TASKS FOR THIS EXERCISE:
1 – Reproduce the part of the join syntax text that opens with the words containing "A little earlier" and closes with "of SQL Server.", swapping "WHERE clause" for "ON clause".
2 – Answer these from the join syntax text:
(a) What shorthand can stand in for LEFT OUTER JOIN?
(b) For which SQL Server versions was the previous edition of the book written?
(c) In which version of SQL Server was support for legacy outer joins dropped?

PAGE TEXT:
****
This is a great tool for learning join syntax. When in doubt, build your queries this way and then examine the SQL. Rather than using the designer as a crutch so you don't have to learn to do it the hard way, use it as a learning tool and then challenge yourself by rewriting the same queries in the Query Editor. As we mentioned earlier, there are those purists who refuse to use these design tools to create queries. In our opinion, it all comes down to time, money, and effort. If you can get the job done more effectively using a utility of some kind without sacrificing functionality, then by all means, do it.

There is also shorthand syntax for outer joins. You can abbreviate the join statement by using LEFT JOIN or RIGHT JOIN rather than LEFT OUTER JOIN and RIGHT OUTER JOIN, respectively.

Legacy Outer Joins

A little earlier in this chapter, I told you that support for legacy joins is going away. In the previous edition of this book, written for SQL Server 2000 and 2005, we showed you how to use a technique — common in other database products — that we refer to as legacy join syntax. We also recommended that this technique not be used because Microsoft had threatened to stop supporting it. Well, guess what? They stopped supporting legacy outer joins in SQL Server 2008. You can still get away with implementing an inner join in the WHERE clause, but you can no longer perform outer joins in the WHERE clause unless you set the compatibility of your database to emulate an older version of SQL Server.
****
EXCERPTED RECORDS:

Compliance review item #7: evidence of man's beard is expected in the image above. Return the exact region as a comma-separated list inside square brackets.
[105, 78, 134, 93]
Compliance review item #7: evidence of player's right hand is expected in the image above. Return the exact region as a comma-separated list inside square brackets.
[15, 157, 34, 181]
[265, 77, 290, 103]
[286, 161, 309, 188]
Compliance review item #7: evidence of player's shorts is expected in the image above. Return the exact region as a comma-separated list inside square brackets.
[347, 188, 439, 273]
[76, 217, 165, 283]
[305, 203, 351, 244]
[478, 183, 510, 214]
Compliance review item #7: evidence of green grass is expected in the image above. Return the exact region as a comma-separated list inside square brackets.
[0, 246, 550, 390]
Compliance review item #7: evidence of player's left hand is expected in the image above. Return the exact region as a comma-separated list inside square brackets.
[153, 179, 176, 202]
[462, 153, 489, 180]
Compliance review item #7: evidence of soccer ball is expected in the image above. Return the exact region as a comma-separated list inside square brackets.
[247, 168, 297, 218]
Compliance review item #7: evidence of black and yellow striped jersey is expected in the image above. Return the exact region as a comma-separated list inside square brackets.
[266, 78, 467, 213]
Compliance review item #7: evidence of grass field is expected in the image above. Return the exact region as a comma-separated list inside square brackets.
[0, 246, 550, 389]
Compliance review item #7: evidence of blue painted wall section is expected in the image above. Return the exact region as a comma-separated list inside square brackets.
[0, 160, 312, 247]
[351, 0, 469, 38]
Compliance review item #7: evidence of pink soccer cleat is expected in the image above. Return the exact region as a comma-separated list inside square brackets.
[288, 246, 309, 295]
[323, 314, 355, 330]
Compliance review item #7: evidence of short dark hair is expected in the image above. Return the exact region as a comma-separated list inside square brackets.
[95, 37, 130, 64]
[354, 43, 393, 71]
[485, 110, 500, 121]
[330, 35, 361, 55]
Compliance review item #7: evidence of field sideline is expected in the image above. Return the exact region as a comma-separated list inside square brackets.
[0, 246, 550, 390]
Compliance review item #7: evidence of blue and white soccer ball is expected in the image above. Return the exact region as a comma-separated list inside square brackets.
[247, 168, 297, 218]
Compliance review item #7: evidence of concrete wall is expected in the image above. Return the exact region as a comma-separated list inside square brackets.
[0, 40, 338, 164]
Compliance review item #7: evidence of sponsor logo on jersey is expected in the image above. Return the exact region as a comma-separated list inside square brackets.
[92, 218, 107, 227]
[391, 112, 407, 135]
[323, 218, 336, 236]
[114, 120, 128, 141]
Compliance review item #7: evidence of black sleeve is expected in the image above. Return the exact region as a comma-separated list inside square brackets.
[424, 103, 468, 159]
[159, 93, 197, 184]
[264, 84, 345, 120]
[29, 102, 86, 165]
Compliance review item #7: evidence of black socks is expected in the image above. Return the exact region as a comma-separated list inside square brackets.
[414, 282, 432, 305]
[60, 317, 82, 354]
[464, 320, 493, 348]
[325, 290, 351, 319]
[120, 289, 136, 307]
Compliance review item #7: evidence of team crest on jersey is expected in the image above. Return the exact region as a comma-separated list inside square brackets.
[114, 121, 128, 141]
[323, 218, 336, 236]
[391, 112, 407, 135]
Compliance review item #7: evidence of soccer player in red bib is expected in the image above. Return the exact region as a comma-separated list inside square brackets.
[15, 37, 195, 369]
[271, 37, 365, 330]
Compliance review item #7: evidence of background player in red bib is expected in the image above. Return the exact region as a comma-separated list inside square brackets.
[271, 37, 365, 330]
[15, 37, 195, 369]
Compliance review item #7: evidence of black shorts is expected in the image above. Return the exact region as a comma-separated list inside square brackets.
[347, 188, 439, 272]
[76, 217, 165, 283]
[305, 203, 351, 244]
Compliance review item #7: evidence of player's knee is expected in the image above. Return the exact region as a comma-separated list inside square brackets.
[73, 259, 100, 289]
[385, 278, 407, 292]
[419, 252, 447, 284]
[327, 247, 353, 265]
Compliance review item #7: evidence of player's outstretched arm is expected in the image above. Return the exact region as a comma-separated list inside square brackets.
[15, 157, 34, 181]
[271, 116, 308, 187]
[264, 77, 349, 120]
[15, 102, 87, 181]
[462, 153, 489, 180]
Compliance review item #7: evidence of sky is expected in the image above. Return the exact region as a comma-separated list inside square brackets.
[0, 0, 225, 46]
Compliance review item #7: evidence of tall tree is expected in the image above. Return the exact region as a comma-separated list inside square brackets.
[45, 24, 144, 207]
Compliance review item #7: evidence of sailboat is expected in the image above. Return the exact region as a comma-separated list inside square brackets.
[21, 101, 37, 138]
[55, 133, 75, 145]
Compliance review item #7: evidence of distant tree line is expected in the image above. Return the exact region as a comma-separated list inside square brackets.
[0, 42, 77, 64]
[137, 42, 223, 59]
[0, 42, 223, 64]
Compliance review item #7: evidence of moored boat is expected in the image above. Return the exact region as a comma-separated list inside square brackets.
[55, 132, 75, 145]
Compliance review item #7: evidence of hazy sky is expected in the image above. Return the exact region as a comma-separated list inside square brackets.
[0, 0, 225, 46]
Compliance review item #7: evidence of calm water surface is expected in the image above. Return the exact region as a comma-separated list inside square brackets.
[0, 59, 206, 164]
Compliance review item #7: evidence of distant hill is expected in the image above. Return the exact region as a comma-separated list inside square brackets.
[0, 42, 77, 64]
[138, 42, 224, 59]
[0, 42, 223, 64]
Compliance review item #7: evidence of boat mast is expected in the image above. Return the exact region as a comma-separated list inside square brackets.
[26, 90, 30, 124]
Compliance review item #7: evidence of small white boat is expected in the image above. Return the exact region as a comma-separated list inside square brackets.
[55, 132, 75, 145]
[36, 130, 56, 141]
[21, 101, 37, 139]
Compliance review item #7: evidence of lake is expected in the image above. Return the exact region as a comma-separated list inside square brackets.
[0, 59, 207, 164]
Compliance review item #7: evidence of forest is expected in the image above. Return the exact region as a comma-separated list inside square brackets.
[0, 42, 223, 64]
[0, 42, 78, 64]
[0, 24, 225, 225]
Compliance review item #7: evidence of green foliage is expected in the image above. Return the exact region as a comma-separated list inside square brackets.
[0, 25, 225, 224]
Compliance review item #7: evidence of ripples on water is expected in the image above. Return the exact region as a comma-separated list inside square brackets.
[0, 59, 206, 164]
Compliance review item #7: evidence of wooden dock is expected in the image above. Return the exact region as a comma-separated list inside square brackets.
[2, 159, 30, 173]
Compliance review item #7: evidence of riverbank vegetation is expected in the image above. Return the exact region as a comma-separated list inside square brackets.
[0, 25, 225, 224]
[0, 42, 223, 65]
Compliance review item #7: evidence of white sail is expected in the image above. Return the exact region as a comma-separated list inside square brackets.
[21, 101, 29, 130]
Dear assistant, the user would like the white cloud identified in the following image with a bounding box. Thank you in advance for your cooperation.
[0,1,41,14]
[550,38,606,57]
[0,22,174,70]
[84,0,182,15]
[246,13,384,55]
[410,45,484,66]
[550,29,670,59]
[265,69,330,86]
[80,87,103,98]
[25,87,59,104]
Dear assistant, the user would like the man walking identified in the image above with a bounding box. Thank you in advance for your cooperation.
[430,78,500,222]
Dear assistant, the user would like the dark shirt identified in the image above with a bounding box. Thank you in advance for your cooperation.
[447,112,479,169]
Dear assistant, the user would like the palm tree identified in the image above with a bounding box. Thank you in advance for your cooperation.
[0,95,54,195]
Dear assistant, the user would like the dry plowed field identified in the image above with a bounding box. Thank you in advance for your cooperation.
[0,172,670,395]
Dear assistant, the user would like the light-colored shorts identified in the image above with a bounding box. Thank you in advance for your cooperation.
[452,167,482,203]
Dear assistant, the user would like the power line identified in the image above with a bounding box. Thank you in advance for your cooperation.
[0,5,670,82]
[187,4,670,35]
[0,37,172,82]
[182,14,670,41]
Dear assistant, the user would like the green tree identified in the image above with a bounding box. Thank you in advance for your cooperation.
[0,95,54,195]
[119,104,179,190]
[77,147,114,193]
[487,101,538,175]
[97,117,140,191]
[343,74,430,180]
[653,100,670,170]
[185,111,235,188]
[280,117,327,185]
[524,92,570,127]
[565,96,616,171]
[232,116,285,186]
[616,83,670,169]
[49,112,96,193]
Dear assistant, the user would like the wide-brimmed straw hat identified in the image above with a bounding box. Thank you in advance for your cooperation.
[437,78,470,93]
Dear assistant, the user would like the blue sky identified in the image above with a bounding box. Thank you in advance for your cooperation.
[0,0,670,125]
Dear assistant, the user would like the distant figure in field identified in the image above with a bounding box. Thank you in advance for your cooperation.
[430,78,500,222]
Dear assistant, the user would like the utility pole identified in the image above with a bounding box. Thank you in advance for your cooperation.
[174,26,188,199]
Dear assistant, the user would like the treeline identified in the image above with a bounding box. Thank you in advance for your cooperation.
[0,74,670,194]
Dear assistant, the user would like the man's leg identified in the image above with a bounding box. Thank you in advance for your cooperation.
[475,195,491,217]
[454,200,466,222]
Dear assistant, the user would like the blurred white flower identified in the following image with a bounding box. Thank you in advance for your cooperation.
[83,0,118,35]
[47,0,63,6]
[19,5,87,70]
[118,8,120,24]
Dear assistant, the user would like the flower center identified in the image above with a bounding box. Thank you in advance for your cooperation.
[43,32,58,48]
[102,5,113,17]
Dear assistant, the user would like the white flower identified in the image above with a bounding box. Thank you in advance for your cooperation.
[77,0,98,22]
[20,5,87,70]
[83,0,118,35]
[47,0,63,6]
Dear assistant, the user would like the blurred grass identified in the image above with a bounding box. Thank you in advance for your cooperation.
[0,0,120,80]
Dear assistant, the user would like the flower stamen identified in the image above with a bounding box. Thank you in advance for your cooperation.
****
TASK RESPONSES:
1 –
A little earlier in this chapter, I told you that support for legacy joins is going away. In the previous edition of this book, written for SQL Server 2000 and 2005, we showed you how to use a technique — common in other database products — that we refer to as legacy join syntax. We also recommended that this technique not be used because Microsoft had threatened to stop supporting it. Well, guess what? They stopped supporting legacy outer joins in SQL Server 2008. You can still get away with implementing an inner join in the ON clause, but you can no longer perform outer joins in the ON clause unless you set the compatibility of your database to emulate an older version of SQL Server.

2 –
(a) LEFT JOIN
(b) SQL Server 2000 and 2005
(c) SQL Server 2008